→ Exercice bref
Reproduisez intégralement, sans la moindre modification, le texte ci-dessous consacré à la « Gigue hydroalcoolique ».

→ Texte fourni

=-=-=

Premier confinement, début 2020 : nous sentons la frustration des musiciens qui ne peuvent plus que jouer seuls dans leur coin. Répétitions impossibles si ce n’est via des échanges audio ou vidéo. Les concerts sont impitoyablement supprimés et les bals sont en conséquence strictement interdits.
Alors, une lumière d’imagination germe et l’idée d’une collaboration entre musiciens voit peu à peu le jour. Je compose une gigue que je nomme « Gigue hydroalcoolique » afin de refléter la situation ambiante. Cette mélodie, je n’en retiens, dans un premier temps, que la première partie, le A. Je dresse ensuite une liste d’amis musiciens et leur envoie cette partition tronquée ainsi que le fichier audio. Une seule consigne : composer une partie B, une suite : en tout, 10 compositeurs répondent à mon appel!
Me voilà soudain face à une grande question : que faire de toutes ces partitions ? Je les retranscrits méticuleusement, constitue un fichier PDF et, ensuite, transforme tous ces documents en fichiers MIDI, plus tard transformés en fichiers MP3. En utilisant Audacity, je remets tous ces fichiers audio ensemble et après un peu de travail, je sors le premier fichier complet, reprenant toutes les interventions l’une après l’autre, dans l’ordre où les fichiers me sont parvenus. Une première ébauche en sort donc, un document audio avec un son piano, sans le moindre accompagnement. Un peu plus tard, je diffuse le fichier à tous les participants,en les remerciant de leur apport.
Presqu’immédiatement, un ami musicien, Pierrot Bachy de Malonne me fait parvenir un premier arrangement de la gigue complète qu’il nomme « Fantaisie alcoohydraulique », pièce de deux bonnes minutes. Le projet en reste là, mais un jour, Pierre-François Detongre me contacte et me dit qu’il est d’accord de retravailler les partitions et d’en faire un fichier audio complet.

=-=-=

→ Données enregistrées

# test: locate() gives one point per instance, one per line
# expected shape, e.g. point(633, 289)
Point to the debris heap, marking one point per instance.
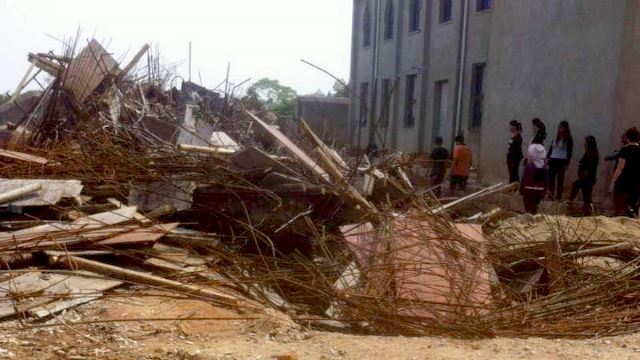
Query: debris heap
point(113, 177)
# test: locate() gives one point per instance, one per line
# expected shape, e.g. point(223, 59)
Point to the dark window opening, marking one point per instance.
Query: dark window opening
point(366, 27)
point(477, 94)
point(389, 20)
point(414, 15)
point(446, 10)
point(385, 111)
point(364, 108)
point(410, 106)
point(483, 5)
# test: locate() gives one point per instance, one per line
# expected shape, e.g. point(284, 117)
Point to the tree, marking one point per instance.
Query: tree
point(341, 89)
point(273, 96)
point(4, 97)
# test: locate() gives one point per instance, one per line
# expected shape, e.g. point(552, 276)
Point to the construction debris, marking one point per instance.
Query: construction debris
point(114, 178)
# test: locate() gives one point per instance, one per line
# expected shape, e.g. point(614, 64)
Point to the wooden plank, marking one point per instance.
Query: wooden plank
point(134, 61)
point(8, 196)
point(177, 194)
point(326, 149)
point(142, 278)
point(553, 262)
point(293, 149)
point(344, 186)
point(221, 140)
point(150, 234)
point(51, 193)
point(88, 70)
point(206, 149)
point(252, 158)
point(23, 156)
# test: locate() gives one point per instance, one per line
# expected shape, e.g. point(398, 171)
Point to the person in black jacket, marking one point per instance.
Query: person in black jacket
point(539, 132)
point(587, 175)
point(559, 154)
point(514, 155)
point(440, 156)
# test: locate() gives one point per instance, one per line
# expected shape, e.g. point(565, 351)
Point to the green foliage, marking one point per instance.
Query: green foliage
point(273, 96)
point(4, 97)
point(341, 89)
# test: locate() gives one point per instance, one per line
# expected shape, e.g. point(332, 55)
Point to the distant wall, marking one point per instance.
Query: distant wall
point(556, 60)
point(327, 116)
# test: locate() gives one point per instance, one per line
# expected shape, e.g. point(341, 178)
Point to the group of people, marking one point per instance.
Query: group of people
point(544, 170)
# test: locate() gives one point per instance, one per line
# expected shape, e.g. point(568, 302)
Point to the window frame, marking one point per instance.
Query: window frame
point(385, 111)
point(389, 21)
point(477, 94)
point(363, 120)
point(415, 16)
point(366, 27)
point(483, 5)
point(411, 101)
point(446, 5)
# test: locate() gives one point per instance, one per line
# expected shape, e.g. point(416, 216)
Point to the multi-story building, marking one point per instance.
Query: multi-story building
point(427, 68)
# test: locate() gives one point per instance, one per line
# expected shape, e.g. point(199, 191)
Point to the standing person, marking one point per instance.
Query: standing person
point(534, 179)
point(625, 184)
point(587, 175)
point(560, 154)
point(514, 155)
point(439, 156)
point(462, 160)
point(539, 132)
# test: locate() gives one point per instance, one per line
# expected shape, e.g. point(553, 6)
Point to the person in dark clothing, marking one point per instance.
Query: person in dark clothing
point(539, 132)
point(514, 155)
point(440, 157)
point(535, 178)
point(625, 184)
point(587, 175)
point(560, 154)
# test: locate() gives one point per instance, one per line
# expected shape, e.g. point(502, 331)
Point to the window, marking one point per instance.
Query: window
point(410, 106)
point(366, 27)
point(414, 15)
point(364, 99)
point(477, 94)
point(446, 10)
point(483, 5)
point(385, 111)
point(389, 20)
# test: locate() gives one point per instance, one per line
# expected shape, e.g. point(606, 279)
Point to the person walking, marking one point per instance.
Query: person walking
point(587, 175)
point(514, 154)
point(534, 180)
point(539, 132)
point(462, 160)
point(439, 157)
point(625, 184)
point(560, 154)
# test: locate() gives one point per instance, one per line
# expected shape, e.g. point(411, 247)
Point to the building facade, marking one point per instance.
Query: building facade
point(427, 68)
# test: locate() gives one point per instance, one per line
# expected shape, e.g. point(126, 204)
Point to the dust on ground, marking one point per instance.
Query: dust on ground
point(269, 335)
point(540, 228)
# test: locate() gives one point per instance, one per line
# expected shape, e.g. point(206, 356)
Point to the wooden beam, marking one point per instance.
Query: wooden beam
point(292, 148)
point(20, 192)
point(22, 156)
point(116, 272)
point(206, 149)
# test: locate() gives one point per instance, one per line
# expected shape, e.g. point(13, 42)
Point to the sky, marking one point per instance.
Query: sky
point(260, 38)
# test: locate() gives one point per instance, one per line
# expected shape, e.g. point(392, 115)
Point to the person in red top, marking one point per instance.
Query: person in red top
point(462, 160)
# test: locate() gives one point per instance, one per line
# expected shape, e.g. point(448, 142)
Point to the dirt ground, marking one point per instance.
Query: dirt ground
point(271, 336)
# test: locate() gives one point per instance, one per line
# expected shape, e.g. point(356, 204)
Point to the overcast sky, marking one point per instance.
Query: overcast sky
point(260, 38)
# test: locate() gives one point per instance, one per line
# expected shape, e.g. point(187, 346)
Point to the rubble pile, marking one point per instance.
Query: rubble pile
point(112, 177)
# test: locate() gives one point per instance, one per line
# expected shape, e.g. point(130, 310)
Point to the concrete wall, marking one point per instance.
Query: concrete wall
point(556, 60)
point(327, 117)
point(574, 60)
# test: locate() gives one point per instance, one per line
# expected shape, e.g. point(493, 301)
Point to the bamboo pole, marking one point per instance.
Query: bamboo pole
point(19, 193)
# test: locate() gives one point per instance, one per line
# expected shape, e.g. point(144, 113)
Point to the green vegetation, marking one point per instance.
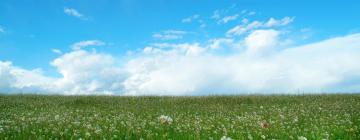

=-=-=

→ Réponse à l'exercice
Premier confinement, début 2020 : nous sentons la frustration des musiciens qui ne peuvent plus que jouer seuls dans leur coin. Répétitions impossibles si ce n’est via des échanges audio ou vidéo. Les concerts sont impitoyablement supprimés et les bals sont en conséquence strictement interdits.
Alors, une lumière d’imagination germe et l’idée d’une collaboration entre musiciens voit peu à peu le jour. Je compose une gigue que je nomme « Gigue hydroalcoolique » afin de refléter la situation ambiante. Cette mélodie, je n’en retiens, dans un premier temps, que la première partie, le A. Je dresse ensuite une liste d’amis musiciens et leur envoie cette partition tronquée ainsi que le fichier audio. Une seule consigne : composer une partie B, une suite : en tout, 10 compositeurs répondent à mon appel!
Me voilà soudain face à une grande question : que faire de toutes ces partitions ? Je les retranscrits méticuleusement, constitue un fichier PDF et, ensuite, transforme tous ces documents en fichiers MIDI, plus tard transformés en fichiers MP3. En utilisant Audacity, je remets tous ces fichiers audio ensemble et après un peu de travail, je sors le premier fichier complet, reprenant toutes les interventions l’une après l’autre, dans l’ordre où les fichiers me sont parvenus. Une première ébauche en sort donc, un document audio avec un son piano, sans le moindre accompagnement. Un peu plus tard, je diffuse le fichier à tous les participants,en les remerciant de leur apport.
Presqu’immédiatement, un ami musicien, Pierrot Bachy de Malonne me fait parvenir un premier arrangement de la gigue complète qu’il nomme « Fantaisie alcoohydraulique », pièce de deux bonnes minutes. Le projet en reste là, mais un jour, Pierre-François Detongre me contacte et me dit qu’il est d’accord de retravailler les partitions et d’en faire un fichier audio complet.